____ SUPPLIED PASSAGE
Implementing the USER directive is considered a best practice in Docker security, aligning with the principle of least privilege. It ensures that containers operate with minimal privileges necessary for their functionality, thereby enhancing overall system security and reducing the attack surface.
The USER directive takes the following format:
USER <user>
In addition to the username, we can also specify the optional group name to run the Docker container:
USER <user>:<group>
You need to make sure that the <user> and <group> values are valid user and group names. Otherwise, the Docker daemon will throw an error while trying to run the container.
Using USER Directive in the Dockerfile
In this example we are going to use the USER directive in the Dockerfile to set the default user. We will be installing the Apache web server and changing the user to www-data. Finally, we will execute the whoami command to verify the current user by printing the username.
Create a new directory named user-example
mkdir user-example
Navigate to the newly created user-example directory
cd .\user-example\
Within the user-example directory create a new Dockerfile
code Dockerfile
Add the following content to your Dockerfile, save it and close the editor:
FROM ubuntu:latest
RUN apt-get update && apt-get upgrade
RUN apt-get install apache2 -y
USER www-data
CMD ["whoami"]
This Dockerfile starts with the latest Ubuntu base image and updates system packages before installing Apache web server (apache2). It enhances security by switching to the www-data user, commonly used for web servers, to minimize potential vulnerabilities. The CMD ["whoami"] directive ensures that when the container starts, it displays the current user (www-data), demonstrating a secure setup suitable for hosting web applications in a Docker environment.
________
____ LISTED RECORDS
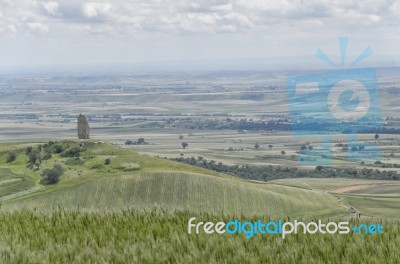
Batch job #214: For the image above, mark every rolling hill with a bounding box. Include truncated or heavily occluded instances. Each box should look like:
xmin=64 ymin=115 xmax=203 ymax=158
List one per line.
xmin=0 ymin=141 xmax=348 ymax=216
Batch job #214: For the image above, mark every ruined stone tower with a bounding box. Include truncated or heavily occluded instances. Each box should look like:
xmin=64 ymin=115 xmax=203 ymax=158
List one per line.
xmin=78 ymin=114 xmax=90 ymax=139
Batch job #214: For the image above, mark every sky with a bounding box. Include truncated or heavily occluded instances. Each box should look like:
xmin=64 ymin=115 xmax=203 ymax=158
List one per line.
xmin=0 ymin=0 xmax=400 ymax=68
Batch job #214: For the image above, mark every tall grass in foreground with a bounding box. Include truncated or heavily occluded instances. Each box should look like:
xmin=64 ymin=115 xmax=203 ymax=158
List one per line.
xmin=0 ymin=210 xmax=400 ymax=263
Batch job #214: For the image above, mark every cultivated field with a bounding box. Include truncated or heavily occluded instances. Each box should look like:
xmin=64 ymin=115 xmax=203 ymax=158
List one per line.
xmin=0 ymin=210 xmax=400 ymax=264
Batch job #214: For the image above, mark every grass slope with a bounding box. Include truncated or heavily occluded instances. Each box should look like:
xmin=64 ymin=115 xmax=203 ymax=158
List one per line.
xmin=0 ymin=211 xmax=400 ymax=264
xmin=4 ymin=172 xmax=346 ymax=216
xmin=2 ymin=141 xmax=347 ymax=216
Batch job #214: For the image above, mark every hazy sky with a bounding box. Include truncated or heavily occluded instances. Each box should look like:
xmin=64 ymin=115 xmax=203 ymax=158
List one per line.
xmin=0 ymin=0 xmax=400 ymax=67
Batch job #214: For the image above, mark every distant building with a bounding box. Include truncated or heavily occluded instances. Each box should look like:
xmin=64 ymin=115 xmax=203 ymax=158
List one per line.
xmin=78 ymin=114 xmax=90 ymax=139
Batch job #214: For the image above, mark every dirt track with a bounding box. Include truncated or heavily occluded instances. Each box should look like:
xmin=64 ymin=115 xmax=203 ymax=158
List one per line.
xmin=329 ymin=183 xmax=400 ymax=193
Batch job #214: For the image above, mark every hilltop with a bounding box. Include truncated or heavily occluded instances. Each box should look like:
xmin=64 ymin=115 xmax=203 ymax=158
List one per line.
xmin=0 ymin=141 xmax=348 ymax=216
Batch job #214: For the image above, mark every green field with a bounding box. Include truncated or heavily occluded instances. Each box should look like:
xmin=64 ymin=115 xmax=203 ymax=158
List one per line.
xmin=0 ymin=141 xmax=348 ymax=216
xmin=272 ymin=178 xmax=400 ymax=219
xmin=0 ymin=140 xmax=400 ymax=263
xmin=0 ymin=210 xmax=400 ymax=264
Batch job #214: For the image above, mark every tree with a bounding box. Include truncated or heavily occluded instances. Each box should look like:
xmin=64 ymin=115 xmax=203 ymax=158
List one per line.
xmin=136 ymin=138 xmax=146 ymax=145
xmin=6 ymin=151 xmax=17 ymax=163
xmin=28 ymin=150 xmax=40 ymax=164
xmin=125 ymin=140 xmax=133 ymax=145
xmin=42 ymin=164 xmax=64 ymax=184
xmin=25 ymin=147 xmax=33 ymax=155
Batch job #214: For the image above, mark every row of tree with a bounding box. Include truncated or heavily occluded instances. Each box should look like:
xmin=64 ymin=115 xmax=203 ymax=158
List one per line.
xmin=172 ymin=157 xmax=400 ymax=181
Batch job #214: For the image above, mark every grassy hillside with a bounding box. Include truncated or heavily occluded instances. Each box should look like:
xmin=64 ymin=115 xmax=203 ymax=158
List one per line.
xmin=3 ymin=172 xmax=346 ymax=216
xmin=0 ymin=211 xmax=400 ymax=264
xmin=0 ymin=141 xmax=348 ymax=216
xmin=272 ymin=178 xmax=400 ymax=218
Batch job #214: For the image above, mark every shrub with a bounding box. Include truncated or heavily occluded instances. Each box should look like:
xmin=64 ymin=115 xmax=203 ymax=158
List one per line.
xmin=61 ymin=147 xmax=81 ymax=158
xmin=119 ymin=163 xmax=140 ymax=171
xmin=42 ymin=164 xmax=64 ymax=184
xmin=6 ymin=151 xmax=17 ymax=163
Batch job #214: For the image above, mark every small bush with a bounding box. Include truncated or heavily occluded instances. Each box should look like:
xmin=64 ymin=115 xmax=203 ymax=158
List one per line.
xmin=42 ymin=164 xmax=64 ymax=184
xmin=119 ymin=163 xmax=140 ymax=171
xmin=6 ymin=151 xmax=17 ymax=163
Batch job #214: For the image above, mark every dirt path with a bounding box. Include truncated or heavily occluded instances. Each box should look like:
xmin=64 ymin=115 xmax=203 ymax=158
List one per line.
xmin=329 ymin=183 xmax=400 ymax=193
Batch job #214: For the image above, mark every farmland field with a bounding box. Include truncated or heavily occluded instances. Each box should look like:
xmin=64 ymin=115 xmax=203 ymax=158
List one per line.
xmin=0 ymin=210 xmax=400 ymax=264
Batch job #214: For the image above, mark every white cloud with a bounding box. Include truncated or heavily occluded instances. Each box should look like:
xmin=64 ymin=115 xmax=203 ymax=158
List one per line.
xmin=26 ymin=22 xmax=49 ymax=33
xmin=42 ymin=2 xmax=61 ymax=16
xmin=83 ymin=2 xmax=112 ymax=18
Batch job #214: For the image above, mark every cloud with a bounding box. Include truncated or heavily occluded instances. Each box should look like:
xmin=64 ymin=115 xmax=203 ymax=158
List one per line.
xmin=42 ymin=2 xmax=62 ymax=16
xmin=26 ymin=22 xmax=49 ymax=33
xmin=82 ymin=2 xmax=112 ymax=18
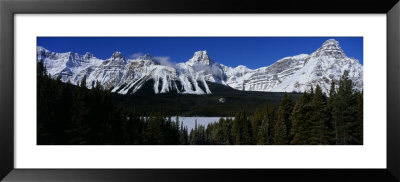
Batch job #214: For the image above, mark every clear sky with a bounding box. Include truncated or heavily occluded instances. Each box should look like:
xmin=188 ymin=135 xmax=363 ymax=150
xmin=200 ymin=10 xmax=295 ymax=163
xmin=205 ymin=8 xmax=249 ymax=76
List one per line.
xmin=37 ymin=37 xmax=363 ymax=69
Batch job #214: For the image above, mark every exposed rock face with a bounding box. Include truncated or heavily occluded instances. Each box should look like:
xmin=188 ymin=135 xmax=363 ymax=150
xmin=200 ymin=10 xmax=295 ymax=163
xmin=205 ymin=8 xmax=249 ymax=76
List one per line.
xmin=37 ymin=39 xmax=363 ymax=94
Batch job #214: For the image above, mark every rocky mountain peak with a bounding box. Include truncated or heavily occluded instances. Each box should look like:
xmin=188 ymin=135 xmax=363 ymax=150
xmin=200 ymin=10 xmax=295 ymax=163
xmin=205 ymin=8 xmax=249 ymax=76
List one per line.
xmin=83 ymin=52 xmax=93 ymax=59
xmin=187 ymin=50 xmax=214 ymax=65
xmin=111 ymin=51 xmax=123 ymax=59
xmin=313 ymin=39 xmax=346 ymax=59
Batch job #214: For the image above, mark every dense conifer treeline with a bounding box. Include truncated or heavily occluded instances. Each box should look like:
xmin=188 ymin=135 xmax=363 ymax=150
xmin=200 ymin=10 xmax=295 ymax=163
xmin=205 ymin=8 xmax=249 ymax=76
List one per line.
xmin=37 ymin=62 xmax=363 ymax=145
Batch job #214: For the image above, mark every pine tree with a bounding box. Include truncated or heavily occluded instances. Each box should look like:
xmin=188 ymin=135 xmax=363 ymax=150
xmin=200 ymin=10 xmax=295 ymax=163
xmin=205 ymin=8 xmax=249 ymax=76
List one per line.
xmin=290 ymin=92 xmax=313 ymax=145
xmin=274 ymin=93 xmax=294 ymax=145
xmin=332 ymin=70 xmax=356 ymax=145
xmin=310 ymin=85 xmax=329 ymax=145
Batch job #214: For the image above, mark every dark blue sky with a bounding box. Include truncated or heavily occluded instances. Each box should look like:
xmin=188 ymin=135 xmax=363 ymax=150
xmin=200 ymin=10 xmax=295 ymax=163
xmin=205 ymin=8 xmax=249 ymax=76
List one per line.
xmin=37 ymin=37 xmax=363 ymax=69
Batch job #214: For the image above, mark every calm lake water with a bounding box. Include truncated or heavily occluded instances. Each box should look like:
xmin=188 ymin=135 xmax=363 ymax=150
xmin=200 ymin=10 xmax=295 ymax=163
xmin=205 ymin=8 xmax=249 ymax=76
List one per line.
xmin=171 ymin=116 xmax=234 ymax=132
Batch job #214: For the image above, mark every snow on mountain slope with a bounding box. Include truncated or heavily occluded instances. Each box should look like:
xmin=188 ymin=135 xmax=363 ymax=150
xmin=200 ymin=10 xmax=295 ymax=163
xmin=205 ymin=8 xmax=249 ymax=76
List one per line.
xmin=271 ymin=39 xmax=363 ymax=93
xmin=37 ymin=39 xmax=363 ymax=94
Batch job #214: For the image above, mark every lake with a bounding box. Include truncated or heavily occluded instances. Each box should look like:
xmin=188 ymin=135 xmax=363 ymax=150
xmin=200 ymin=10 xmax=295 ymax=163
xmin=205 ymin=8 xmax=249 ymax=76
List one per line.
xmin=171 ymin=116 xmax=234 ymax=132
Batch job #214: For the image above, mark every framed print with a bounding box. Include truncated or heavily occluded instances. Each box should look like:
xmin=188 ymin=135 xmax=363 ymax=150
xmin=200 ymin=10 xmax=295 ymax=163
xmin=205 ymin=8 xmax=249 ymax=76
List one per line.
xmin=0 ymin=0 xmax=400 ymax=181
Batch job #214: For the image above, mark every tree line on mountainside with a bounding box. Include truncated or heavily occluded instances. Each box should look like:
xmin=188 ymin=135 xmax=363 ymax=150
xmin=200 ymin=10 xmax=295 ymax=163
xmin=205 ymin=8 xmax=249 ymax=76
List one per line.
xmin=37 ymin=61 xmax=363 ymax=145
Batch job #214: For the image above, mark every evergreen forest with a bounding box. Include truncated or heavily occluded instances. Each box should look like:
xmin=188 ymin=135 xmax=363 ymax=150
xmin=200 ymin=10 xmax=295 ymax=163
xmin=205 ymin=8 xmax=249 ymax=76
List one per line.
xmin=37 ymin=61 xmax=363 ymax=145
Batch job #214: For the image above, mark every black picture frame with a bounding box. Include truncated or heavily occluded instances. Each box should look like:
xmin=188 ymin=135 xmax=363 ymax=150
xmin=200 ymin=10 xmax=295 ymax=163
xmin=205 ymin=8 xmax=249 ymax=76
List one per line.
xmin=0 ymin=0 xmax=400 ymax=181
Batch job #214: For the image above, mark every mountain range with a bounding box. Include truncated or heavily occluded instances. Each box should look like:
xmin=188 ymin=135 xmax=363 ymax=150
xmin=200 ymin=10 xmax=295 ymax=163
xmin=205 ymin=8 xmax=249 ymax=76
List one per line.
xmin=37 ymin=39 xmax=363 ymax=95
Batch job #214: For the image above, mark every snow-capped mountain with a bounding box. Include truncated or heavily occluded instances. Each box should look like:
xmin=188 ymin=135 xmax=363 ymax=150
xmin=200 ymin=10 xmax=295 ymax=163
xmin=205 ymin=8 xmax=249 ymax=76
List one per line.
xmin=37 ymin=39 xmax=363 ymax=94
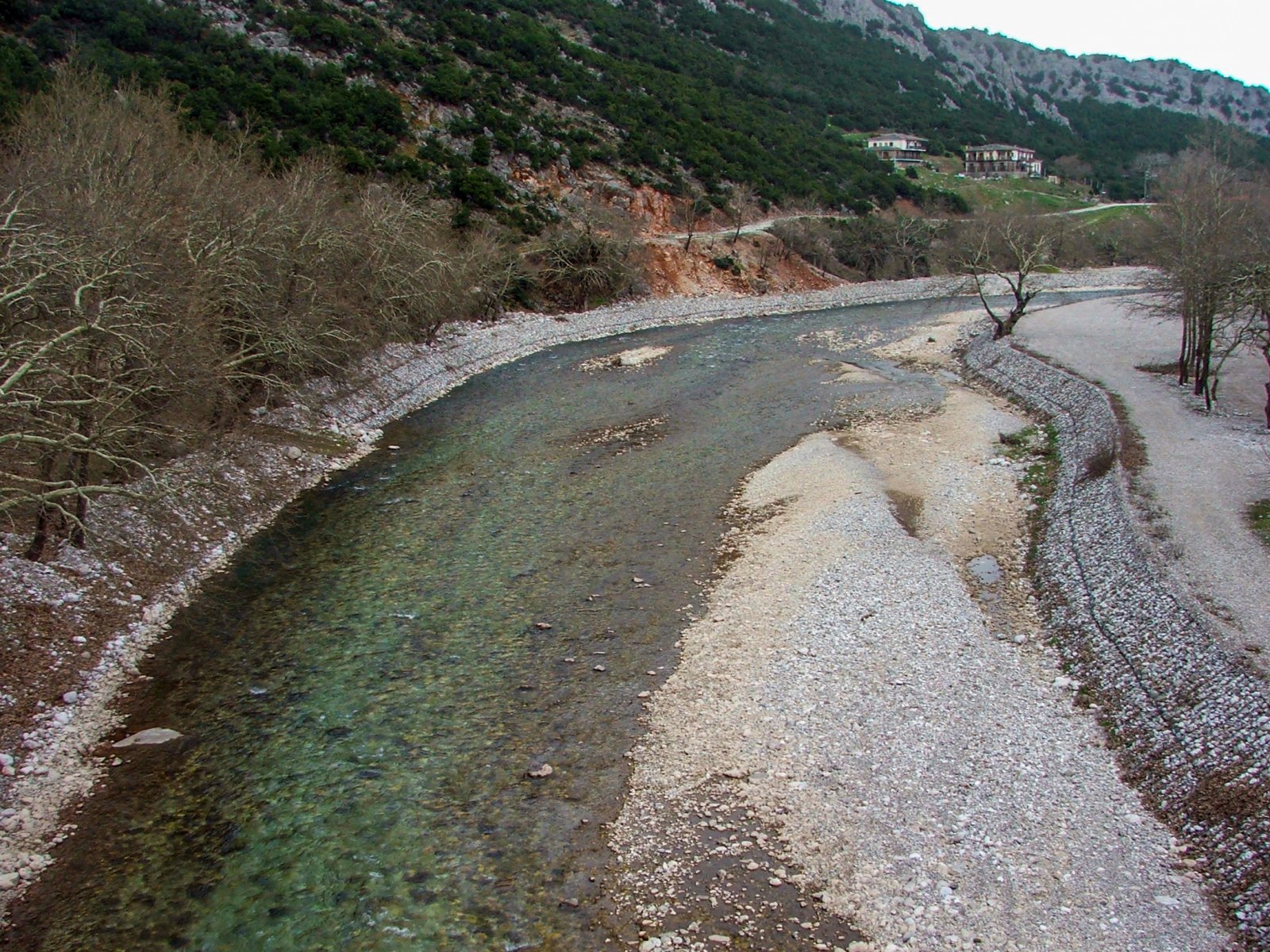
________
List each line of the Dockerfile that the Docker USER directive text above tells the reader to add, in order.

FROM ubuntu:latest
RUN apt-get update && apt-get upgrade
RUN apt-get install apache2 -y
USER www-data
CMD ["whoami"]